| What you are asked to do |
In the Polly status thread, which new transformations are named as examples of ones built on top of the improved analyses?
BEGIN Document excerpt
[llvm-dev] [RFC] Polly Status and Integration
Tobias Grosser via llvm-dev
llvm-dev at lists.llvm.org
Thu Sep 21 23:22:31 PDT 2017
On Fri, Sep 22, 2017, at 07:33, Hal Finkel via llvm-dev wrote:
>
> On 09/22/2017 12:25 AM, Mehdi AMINI wrote:
> >
> >
> > 2017-09-21 22:22 GMT-07:00 Hal Finkel <hfinkel at anl.gov
> > <mailto:hfinkel at anl.gov>>:
> >
> >
> > On 09/22/2017 12:03 AM, Mehdi AMINI wrote:
> >> Hi Hal,
> >>
> >>
> >> 2017-09-21 20:59 GMT-07:00 Hal Finkel via llvm-dev
> >> <llvm-dev at lists.llvm.org <mailto:llvm-dev at lists.llvm.org>>:
> >>
> >>
> >> On 09/12/2017 10:26 PM, Gerolf Hoflehner wrote:
> >>>
> >>>
> >>>> On Sep 11, 2017, at 10:47 PM, Hal Finkel via llvm-dev
> >>>> <llvm-dev at lists.llvm.org <mailto:llvm-dev at lists.llvm.org>>
> >>>> wrote:
> >>>>
> >>>>
> >>>> On 09/11/2017 12:26 PM, Adam Nemet wrote:
> >>>>> Hi Hal, Tobias, Michael and others,
> >>>>> *...*
> >>>>>
> >>>>> One thing that I’d like to see more details on is what
> >>>>> this means for the evolution of loop transformations in LLVM.
> >>>>>
> >>>>> Our more-or-less established direction was so far to
> >>>>> incrementally improve and generalize the required analyses
> >>>>> (e.g. the LoopVectorizer’s dependence analysis + loop
> >>>>> versioning analysis into a stand-alone analysis pass
> >>>>> (LoopAccessAnalysis)) and then build new transformations
> >>>>> (e.g. LoopDistribution, LoopLoadElimination,
> >>>>> LICMLoopVersioning) on top of these.
> >>>>>
> >>>>> The idea was that infrastructure would be incrementally
> >>>>> improved from two directions:
> >>>>>
> >>>>> - As new transformations are built analyses have to be
> >>>>> improved (e.g. past improvements to LAA to support the
> >>>>> LoopVersioning utility, future improvements for full
> >>>>> LoopSROA beyond just store->load forwarding [1] or the
> >>>>> improvements to LAA for the LoopFusion proposal[2])
END Document excerpt
BEGIN Information given
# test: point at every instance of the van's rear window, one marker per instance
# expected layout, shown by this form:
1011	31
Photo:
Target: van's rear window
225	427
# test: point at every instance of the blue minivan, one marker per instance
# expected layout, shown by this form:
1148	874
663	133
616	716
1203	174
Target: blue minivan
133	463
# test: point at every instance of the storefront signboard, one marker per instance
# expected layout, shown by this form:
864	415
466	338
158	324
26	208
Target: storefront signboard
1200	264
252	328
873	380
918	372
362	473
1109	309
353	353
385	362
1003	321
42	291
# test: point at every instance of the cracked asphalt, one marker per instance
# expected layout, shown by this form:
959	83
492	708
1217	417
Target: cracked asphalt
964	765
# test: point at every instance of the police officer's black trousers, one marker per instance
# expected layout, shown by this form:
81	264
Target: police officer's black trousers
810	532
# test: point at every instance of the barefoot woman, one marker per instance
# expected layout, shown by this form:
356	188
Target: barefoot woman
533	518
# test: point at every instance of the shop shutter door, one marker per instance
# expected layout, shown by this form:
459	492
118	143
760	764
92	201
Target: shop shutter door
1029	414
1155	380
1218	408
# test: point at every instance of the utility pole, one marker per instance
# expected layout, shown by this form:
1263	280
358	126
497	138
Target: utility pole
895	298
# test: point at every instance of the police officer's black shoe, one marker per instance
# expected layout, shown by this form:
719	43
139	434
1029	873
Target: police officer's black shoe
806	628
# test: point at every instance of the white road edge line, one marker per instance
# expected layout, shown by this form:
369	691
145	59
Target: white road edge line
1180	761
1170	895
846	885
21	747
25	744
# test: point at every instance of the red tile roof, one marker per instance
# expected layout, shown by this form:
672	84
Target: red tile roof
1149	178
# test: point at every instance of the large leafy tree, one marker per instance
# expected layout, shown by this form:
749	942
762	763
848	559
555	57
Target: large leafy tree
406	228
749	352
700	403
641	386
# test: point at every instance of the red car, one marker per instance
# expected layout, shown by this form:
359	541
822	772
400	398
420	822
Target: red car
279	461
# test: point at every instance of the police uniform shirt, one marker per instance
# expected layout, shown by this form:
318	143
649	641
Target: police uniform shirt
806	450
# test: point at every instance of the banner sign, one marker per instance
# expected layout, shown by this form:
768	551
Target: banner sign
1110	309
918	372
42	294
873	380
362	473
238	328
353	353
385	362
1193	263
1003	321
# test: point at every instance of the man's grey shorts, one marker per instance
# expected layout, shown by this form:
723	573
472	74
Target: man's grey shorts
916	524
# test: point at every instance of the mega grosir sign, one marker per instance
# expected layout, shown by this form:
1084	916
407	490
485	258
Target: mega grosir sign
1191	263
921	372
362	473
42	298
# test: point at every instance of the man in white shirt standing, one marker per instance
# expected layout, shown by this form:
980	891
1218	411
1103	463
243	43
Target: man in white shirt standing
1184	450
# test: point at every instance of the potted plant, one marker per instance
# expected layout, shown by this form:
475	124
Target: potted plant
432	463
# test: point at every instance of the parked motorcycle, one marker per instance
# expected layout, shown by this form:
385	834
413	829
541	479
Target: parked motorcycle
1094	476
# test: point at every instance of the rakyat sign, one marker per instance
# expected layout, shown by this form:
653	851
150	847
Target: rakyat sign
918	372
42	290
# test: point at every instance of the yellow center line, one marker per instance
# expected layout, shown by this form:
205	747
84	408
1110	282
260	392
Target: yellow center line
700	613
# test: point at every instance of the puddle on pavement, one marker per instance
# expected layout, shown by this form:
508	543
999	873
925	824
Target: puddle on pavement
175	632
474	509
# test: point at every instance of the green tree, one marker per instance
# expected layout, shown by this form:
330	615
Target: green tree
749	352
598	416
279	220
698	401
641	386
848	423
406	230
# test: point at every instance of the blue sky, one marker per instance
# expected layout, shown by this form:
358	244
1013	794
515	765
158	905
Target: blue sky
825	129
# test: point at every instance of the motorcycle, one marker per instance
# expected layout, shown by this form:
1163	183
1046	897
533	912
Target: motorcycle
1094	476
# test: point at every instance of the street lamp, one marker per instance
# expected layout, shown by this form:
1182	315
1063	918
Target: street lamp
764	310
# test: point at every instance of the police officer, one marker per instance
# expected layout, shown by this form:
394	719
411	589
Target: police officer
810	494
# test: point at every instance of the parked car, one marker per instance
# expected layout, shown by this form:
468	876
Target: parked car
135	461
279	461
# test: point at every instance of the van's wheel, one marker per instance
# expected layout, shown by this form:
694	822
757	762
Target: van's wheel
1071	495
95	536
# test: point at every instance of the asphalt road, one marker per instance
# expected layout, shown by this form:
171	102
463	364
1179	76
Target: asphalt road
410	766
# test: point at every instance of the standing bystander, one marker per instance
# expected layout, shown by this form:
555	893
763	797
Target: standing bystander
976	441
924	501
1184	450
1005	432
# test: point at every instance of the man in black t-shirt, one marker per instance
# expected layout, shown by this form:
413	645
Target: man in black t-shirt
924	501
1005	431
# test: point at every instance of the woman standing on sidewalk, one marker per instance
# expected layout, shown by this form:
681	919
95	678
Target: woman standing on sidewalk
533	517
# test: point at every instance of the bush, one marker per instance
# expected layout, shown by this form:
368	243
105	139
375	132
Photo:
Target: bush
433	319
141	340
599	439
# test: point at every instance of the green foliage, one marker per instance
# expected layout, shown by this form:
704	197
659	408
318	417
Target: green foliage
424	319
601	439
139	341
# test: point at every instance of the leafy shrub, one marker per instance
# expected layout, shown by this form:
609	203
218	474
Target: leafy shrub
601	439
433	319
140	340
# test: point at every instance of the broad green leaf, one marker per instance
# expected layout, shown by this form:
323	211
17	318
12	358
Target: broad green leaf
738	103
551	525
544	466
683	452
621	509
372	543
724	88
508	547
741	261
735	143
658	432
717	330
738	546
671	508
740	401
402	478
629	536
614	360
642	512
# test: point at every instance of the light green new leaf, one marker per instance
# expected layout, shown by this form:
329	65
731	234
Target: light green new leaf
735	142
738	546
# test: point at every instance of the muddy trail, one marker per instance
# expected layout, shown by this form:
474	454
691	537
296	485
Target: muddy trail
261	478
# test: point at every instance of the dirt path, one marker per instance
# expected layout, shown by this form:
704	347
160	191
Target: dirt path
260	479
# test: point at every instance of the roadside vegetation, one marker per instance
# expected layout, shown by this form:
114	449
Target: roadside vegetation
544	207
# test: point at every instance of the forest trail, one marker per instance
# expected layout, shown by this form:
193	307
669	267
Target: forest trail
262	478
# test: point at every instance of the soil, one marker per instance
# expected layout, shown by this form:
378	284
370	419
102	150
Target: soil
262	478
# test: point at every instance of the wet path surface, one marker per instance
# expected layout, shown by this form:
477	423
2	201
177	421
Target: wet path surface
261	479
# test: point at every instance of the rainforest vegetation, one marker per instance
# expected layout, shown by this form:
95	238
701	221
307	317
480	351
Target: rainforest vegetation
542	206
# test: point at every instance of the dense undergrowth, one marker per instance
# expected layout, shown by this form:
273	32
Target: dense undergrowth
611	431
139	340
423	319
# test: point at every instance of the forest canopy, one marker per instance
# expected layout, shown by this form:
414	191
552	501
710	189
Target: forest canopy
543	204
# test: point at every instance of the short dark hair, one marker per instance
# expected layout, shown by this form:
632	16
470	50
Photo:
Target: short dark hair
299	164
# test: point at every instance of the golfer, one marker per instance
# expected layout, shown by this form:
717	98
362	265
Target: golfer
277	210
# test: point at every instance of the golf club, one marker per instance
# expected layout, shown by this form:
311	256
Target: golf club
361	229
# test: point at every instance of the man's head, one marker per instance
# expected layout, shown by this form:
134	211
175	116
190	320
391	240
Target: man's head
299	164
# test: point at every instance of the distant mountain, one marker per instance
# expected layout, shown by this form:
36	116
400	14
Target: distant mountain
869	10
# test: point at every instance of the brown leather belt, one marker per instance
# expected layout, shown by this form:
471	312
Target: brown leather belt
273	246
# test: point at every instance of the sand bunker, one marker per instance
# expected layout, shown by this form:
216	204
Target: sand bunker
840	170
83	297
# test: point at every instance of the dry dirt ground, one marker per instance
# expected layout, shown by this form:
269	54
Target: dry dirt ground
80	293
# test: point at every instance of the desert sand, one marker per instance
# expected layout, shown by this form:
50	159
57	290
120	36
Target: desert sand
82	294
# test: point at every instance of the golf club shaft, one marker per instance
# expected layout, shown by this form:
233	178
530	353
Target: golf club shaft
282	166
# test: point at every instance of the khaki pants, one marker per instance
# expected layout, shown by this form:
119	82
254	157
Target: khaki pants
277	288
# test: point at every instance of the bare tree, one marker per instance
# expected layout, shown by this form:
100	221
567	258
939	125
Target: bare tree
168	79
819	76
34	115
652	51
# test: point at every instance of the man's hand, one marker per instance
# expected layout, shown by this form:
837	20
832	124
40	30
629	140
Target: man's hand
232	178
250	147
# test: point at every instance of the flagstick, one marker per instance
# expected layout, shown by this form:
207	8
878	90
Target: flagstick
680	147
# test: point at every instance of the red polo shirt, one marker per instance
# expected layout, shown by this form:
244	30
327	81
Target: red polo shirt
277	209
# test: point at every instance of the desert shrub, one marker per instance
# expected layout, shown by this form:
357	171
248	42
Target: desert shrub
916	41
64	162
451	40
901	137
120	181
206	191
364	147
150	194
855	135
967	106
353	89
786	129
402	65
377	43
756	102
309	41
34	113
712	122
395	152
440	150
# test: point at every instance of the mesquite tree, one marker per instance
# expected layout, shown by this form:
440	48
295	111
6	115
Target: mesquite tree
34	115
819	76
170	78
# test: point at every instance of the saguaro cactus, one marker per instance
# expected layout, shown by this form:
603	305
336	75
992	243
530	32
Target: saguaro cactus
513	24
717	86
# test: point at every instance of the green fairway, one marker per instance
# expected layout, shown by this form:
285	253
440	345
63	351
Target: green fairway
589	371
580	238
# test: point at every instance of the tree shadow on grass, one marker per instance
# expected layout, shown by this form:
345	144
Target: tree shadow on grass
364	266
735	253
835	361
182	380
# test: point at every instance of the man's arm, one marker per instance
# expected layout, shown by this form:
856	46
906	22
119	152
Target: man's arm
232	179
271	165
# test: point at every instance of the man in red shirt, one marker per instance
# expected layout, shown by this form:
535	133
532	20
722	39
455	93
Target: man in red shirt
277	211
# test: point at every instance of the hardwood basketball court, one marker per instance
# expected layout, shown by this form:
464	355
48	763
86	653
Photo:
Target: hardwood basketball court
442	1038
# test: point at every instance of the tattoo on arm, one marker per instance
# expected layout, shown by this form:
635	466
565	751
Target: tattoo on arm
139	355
END Information given
| Task output |
LoopDistribution, LoopLoadElimination, LICMLoopVersioning